Gather every line of the material below that contains the word "background", and copy each such line in full.

───── ENTRIES SUPPLIED ─────

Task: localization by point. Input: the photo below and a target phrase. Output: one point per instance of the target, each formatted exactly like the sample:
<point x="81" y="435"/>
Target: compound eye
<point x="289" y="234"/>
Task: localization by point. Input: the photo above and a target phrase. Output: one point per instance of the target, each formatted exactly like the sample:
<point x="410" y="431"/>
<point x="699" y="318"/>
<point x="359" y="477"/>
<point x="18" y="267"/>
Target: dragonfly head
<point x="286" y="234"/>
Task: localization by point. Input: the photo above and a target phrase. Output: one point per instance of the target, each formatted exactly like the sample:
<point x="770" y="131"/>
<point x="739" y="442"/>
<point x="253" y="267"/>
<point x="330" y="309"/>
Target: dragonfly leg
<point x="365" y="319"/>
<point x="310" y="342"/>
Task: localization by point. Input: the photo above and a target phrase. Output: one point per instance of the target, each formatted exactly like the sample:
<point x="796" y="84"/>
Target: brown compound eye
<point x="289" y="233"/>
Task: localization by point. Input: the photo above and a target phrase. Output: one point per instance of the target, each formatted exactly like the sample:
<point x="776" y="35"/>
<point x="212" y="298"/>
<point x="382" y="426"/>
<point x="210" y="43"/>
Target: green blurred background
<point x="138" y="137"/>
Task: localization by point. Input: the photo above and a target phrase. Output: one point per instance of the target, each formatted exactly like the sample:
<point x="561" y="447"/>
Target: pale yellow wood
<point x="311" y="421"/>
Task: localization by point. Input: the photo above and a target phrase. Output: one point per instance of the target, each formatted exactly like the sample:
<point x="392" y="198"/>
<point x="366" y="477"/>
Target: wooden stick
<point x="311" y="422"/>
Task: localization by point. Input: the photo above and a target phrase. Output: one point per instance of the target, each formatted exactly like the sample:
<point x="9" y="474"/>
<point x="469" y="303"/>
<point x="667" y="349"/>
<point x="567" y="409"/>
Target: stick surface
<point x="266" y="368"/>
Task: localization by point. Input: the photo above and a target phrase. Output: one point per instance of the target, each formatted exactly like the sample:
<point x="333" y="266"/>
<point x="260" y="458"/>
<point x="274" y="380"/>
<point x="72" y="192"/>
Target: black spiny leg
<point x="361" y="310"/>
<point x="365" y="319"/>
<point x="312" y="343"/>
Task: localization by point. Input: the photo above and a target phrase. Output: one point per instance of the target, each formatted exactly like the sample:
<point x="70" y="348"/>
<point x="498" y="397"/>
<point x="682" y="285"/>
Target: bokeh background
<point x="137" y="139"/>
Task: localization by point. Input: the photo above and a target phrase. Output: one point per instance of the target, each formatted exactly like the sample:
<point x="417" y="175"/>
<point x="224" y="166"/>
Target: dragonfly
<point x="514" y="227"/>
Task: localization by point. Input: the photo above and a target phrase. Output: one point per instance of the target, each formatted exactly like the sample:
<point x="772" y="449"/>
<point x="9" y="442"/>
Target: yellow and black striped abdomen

─────

# FULL RESPONSE:
Target: green blurred background
Target: bokeh background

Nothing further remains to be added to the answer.